» **GOAL**
Count the lines in the entries below that contain the string "bicycle", matching case exactly. Reply with the number alone.

» **RECORDS FOR THE EXERCISE**
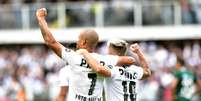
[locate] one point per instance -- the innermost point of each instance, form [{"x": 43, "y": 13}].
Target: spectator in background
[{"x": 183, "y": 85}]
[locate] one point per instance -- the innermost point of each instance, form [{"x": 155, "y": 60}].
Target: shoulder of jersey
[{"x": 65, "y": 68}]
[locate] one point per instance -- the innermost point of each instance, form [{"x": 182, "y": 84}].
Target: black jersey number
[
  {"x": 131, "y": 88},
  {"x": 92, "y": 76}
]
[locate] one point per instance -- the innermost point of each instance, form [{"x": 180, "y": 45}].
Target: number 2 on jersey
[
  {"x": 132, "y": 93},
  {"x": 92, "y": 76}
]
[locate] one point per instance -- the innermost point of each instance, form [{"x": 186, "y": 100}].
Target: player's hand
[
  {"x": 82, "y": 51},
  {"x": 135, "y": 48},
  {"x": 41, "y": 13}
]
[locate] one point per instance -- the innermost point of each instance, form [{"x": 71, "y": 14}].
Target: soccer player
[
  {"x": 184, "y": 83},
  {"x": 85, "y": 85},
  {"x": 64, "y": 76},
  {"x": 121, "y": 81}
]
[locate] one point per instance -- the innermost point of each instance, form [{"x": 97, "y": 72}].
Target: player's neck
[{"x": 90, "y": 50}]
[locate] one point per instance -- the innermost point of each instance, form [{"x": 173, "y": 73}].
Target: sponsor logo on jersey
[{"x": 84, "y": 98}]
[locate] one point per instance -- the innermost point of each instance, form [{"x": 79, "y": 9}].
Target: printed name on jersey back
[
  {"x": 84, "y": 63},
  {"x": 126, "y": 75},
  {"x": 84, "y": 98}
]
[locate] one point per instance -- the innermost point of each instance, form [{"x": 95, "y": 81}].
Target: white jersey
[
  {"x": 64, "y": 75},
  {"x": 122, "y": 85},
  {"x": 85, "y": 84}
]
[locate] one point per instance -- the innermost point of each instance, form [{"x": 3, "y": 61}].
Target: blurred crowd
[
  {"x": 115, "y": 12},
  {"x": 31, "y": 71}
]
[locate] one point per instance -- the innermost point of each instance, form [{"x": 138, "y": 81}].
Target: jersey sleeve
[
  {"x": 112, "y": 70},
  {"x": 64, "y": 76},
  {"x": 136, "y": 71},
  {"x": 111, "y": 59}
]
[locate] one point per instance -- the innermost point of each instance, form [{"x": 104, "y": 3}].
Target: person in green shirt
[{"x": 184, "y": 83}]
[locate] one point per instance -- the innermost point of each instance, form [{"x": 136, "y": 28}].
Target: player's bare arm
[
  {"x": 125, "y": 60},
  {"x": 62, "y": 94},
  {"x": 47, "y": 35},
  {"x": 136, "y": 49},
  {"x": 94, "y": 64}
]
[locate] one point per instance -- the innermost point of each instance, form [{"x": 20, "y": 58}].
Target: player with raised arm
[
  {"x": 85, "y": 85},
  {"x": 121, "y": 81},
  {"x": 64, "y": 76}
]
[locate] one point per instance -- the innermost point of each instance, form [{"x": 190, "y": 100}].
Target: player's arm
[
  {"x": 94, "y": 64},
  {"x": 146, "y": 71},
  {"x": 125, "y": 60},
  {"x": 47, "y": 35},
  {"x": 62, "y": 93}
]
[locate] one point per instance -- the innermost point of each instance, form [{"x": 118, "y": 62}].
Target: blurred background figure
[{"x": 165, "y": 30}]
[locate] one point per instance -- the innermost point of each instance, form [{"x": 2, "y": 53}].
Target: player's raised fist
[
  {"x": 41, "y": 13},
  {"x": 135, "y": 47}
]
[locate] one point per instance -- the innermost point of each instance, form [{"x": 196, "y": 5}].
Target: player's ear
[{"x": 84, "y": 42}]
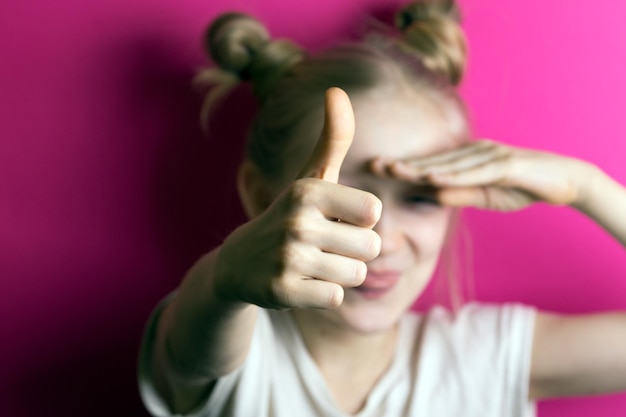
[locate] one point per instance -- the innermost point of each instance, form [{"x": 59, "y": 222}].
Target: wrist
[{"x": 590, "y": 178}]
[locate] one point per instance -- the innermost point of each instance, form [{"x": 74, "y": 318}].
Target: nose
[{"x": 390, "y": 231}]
* * *
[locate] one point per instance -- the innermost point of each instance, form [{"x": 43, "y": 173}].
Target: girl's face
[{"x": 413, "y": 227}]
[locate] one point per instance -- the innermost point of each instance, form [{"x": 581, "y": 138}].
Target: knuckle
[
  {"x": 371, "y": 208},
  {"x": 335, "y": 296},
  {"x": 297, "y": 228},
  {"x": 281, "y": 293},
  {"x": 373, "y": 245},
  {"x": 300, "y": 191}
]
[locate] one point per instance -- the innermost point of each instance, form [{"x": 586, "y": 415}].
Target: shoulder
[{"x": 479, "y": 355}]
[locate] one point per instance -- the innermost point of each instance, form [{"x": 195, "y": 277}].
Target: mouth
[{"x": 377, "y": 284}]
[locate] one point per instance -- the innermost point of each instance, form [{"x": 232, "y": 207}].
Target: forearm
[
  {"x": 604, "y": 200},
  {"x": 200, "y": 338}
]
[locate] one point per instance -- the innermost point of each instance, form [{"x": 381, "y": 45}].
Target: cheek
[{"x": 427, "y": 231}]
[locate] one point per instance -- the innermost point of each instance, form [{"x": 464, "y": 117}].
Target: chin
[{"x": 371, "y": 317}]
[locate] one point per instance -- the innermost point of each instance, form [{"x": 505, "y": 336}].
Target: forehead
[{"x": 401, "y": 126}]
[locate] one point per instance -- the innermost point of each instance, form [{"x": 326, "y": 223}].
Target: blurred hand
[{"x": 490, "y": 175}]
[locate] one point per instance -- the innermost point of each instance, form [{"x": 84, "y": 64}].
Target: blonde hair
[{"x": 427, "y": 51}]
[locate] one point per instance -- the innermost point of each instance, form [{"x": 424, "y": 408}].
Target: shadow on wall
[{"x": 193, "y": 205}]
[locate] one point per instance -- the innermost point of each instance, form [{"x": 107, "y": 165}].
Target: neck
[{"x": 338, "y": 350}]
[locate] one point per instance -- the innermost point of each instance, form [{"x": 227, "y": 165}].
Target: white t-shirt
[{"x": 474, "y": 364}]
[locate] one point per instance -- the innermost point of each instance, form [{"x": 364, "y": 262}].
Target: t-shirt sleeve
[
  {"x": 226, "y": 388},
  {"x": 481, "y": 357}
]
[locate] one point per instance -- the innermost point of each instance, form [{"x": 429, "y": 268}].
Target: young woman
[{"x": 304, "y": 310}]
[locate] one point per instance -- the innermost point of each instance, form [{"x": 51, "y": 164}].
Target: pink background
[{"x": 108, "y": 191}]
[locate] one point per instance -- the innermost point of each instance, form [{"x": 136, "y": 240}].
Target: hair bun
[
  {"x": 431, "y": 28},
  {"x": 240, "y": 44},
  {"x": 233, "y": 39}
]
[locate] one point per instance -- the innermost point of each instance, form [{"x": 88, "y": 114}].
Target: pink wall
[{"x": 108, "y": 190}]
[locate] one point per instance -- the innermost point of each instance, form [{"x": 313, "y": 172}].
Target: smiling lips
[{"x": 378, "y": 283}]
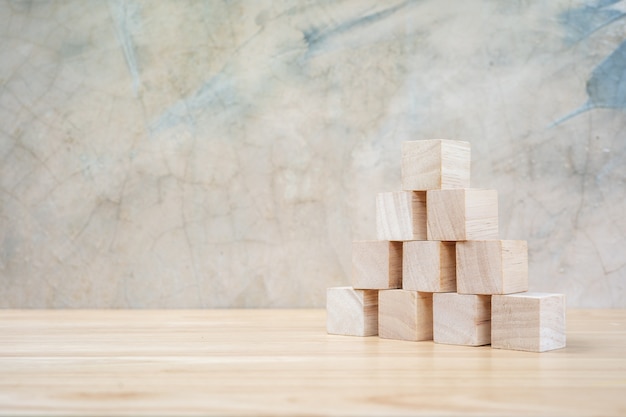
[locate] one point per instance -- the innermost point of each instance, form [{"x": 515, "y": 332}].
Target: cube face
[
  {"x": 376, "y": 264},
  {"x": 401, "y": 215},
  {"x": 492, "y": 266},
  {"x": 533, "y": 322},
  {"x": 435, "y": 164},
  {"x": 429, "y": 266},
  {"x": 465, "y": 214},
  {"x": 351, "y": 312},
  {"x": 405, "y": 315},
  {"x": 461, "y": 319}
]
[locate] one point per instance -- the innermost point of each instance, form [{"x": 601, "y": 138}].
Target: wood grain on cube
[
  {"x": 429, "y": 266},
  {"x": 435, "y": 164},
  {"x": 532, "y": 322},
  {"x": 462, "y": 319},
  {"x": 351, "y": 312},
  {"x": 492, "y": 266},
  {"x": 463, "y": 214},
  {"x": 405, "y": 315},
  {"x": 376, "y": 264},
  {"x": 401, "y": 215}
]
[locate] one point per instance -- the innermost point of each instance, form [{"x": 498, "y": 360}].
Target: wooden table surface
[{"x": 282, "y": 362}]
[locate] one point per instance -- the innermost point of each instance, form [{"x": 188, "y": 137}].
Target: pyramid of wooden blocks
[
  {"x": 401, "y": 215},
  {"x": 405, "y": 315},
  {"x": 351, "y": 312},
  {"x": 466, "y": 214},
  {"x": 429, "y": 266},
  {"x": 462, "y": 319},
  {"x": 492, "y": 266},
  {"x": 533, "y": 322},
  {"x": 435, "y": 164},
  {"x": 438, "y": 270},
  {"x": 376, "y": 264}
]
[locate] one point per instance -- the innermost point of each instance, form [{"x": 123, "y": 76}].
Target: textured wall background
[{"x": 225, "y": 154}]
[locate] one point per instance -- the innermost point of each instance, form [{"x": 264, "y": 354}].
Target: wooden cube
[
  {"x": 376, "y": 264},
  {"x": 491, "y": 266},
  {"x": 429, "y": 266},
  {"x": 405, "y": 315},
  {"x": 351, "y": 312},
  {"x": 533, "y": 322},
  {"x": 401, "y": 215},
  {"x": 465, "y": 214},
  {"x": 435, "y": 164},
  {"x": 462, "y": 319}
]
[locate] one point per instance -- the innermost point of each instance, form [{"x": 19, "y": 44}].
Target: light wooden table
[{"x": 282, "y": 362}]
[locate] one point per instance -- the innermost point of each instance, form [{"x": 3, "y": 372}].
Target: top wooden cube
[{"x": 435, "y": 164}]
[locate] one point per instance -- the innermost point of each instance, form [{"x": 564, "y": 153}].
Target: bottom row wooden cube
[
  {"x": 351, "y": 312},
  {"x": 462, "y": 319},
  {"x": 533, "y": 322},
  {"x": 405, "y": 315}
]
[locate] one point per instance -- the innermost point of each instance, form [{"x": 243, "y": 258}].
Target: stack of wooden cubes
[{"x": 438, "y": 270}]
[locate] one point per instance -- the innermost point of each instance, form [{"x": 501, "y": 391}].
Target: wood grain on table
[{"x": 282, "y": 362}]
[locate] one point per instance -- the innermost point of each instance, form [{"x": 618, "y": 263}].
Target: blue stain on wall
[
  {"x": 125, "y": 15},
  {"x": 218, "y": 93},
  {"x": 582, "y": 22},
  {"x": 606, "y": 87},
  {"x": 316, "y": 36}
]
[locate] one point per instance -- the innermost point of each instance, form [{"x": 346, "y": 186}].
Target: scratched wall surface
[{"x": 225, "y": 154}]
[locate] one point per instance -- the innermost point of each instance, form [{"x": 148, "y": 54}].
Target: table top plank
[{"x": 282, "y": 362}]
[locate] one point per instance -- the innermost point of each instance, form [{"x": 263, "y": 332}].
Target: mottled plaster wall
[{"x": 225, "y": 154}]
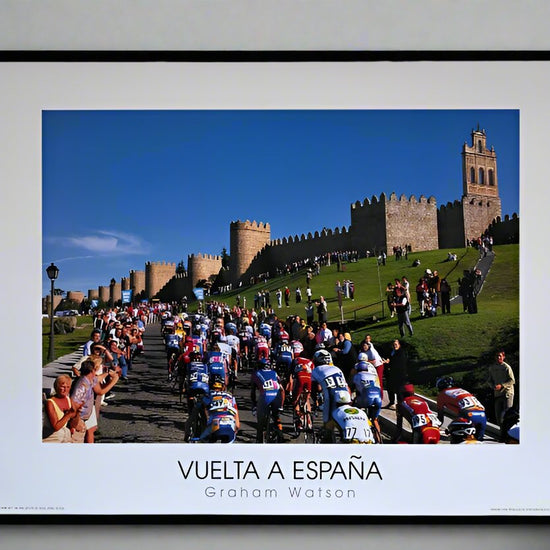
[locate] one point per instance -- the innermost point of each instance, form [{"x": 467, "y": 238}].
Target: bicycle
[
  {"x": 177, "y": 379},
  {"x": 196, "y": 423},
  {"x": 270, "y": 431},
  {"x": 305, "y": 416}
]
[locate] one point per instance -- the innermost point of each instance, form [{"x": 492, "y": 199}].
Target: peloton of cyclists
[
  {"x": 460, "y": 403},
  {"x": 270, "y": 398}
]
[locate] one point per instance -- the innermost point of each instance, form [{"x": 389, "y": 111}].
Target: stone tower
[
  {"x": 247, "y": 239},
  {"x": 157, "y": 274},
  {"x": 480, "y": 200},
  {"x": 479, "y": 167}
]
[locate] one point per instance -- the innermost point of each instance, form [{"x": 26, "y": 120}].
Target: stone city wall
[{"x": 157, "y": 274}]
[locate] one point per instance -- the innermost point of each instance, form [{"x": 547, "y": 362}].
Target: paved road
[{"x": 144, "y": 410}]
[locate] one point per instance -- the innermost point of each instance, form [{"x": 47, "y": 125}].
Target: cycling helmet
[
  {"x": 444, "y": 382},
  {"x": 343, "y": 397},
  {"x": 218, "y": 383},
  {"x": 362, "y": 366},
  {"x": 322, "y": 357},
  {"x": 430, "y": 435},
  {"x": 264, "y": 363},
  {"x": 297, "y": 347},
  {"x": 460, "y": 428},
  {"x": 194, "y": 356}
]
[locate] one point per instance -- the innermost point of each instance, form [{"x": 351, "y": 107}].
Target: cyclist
--
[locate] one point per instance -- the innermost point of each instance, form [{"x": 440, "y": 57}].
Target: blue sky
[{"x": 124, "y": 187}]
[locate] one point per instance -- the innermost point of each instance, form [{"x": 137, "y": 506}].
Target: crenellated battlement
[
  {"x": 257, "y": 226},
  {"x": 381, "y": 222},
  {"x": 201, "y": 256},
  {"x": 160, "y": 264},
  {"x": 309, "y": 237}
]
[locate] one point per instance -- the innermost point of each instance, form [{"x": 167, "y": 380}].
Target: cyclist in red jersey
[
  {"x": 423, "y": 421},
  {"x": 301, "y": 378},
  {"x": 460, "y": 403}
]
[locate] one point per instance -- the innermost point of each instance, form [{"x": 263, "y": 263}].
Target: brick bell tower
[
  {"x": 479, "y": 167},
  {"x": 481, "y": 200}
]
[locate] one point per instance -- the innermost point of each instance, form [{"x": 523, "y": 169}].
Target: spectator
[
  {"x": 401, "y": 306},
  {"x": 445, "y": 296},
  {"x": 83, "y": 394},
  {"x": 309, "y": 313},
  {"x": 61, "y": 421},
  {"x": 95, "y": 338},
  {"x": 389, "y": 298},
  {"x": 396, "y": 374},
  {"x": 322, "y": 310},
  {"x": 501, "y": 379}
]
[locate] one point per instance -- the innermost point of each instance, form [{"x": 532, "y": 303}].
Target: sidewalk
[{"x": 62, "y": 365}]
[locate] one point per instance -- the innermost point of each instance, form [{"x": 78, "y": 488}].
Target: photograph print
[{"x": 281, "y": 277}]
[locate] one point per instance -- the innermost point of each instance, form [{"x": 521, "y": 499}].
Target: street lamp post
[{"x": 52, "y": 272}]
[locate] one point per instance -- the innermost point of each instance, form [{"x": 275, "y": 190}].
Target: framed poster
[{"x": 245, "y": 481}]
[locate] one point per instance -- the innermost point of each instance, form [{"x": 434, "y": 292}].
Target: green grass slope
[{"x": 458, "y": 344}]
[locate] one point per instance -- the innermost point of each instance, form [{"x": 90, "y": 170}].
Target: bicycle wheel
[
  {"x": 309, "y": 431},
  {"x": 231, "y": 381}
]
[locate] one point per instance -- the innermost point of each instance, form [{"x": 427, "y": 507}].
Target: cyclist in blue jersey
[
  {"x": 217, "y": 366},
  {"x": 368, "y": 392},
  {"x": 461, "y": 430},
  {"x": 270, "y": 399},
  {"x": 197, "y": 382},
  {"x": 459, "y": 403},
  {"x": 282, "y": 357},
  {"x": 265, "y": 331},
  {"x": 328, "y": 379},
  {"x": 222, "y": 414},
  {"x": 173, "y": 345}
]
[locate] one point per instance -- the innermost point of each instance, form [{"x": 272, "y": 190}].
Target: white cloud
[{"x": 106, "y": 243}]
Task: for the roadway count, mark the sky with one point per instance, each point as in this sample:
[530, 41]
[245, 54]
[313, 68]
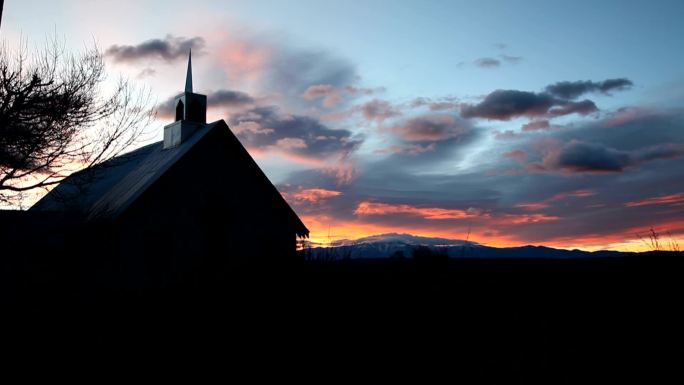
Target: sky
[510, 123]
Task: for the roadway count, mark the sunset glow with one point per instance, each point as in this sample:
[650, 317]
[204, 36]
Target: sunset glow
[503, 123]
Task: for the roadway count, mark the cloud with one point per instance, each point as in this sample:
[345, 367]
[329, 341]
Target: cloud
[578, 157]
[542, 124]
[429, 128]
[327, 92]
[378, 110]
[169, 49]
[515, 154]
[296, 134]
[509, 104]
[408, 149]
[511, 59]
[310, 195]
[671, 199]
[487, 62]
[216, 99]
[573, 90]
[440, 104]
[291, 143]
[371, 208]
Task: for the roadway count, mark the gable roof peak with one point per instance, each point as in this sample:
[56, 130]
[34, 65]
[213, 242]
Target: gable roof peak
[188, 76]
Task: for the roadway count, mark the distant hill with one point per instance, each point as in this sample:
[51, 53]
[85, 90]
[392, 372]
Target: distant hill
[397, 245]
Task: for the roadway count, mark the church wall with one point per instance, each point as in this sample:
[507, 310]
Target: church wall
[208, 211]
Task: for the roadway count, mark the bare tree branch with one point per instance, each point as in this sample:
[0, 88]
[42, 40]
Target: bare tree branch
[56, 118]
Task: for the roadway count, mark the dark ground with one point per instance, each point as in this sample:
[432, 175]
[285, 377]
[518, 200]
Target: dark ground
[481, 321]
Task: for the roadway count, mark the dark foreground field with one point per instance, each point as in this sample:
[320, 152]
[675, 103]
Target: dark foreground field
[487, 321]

» **RESPONSE TO THE EXERCISE**
2